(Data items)
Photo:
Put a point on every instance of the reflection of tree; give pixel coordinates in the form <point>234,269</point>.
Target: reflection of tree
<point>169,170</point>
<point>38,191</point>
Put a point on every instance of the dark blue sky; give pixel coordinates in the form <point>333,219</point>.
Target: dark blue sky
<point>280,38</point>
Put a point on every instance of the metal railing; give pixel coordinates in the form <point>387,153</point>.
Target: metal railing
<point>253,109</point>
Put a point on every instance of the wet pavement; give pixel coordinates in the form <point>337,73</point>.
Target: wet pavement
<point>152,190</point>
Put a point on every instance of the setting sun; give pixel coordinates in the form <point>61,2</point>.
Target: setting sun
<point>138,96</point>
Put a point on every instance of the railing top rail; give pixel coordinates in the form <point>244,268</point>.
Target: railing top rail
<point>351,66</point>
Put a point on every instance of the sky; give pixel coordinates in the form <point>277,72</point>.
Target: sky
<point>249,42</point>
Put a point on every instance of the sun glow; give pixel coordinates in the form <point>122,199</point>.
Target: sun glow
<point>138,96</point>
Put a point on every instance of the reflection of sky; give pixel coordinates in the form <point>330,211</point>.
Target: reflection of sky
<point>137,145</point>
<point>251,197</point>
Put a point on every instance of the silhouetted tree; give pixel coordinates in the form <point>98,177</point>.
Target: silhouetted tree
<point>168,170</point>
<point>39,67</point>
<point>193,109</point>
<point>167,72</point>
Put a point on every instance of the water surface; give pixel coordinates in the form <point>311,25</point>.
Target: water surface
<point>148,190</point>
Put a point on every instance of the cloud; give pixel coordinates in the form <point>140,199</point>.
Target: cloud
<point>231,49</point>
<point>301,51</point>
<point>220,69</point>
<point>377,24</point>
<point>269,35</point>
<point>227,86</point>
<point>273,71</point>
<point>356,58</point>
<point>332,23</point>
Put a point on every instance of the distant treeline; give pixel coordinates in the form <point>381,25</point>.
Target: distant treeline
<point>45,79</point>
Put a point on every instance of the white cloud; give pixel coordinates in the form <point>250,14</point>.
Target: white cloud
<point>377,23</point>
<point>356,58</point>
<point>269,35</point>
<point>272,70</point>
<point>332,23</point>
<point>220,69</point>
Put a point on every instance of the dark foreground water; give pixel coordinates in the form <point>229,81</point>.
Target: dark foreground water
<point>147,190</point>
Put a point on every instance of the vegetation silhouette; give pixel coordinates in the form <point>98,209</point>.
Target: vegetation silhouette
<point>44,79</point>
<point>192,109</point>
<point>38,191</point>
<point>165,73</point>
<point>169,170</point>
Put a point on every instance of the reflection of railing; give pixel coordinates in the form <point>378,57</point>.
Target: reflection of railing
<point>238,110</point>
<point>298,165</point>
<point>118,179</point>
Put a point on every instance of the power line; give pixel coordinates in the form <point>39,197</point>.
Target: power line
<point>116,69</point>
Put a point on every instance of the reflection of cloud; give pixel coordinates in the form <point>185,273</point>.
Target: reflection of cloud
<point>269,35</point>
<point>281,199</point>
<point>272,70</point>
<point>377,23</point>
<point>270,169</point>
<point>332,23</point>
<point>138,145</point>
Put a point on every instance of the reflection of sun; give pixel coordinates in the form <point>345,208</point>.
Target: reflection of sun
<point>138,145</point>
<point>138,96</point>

» Exercise:
Exactly and only the lines from the one containing "Put a point on every instance of the power" to the end of the entries above are to be written out.

» Output:
Put a point on every instance of the power line; give pixel coordinates in the form <point>39,197</point>.
Target: power line
<point>116,69</point>
Put a point on every instance of the reflection of cloud; give pixel coordinates in the form <point>185,273</point>.
Target: reflection of cloud
<point>269,35</point>
<point>281,199</point>
<point>272,70</point>
<point>377,23</point>
<point>270,169</point>
<point>332,23</point>
<point>138,145</point>
Put a point on every instance of the reflection of sun; give pixel coordinates in the form <point>345,208</point>.
Target: reflection of sun
<point>138,145</point>
<point>138,96</point>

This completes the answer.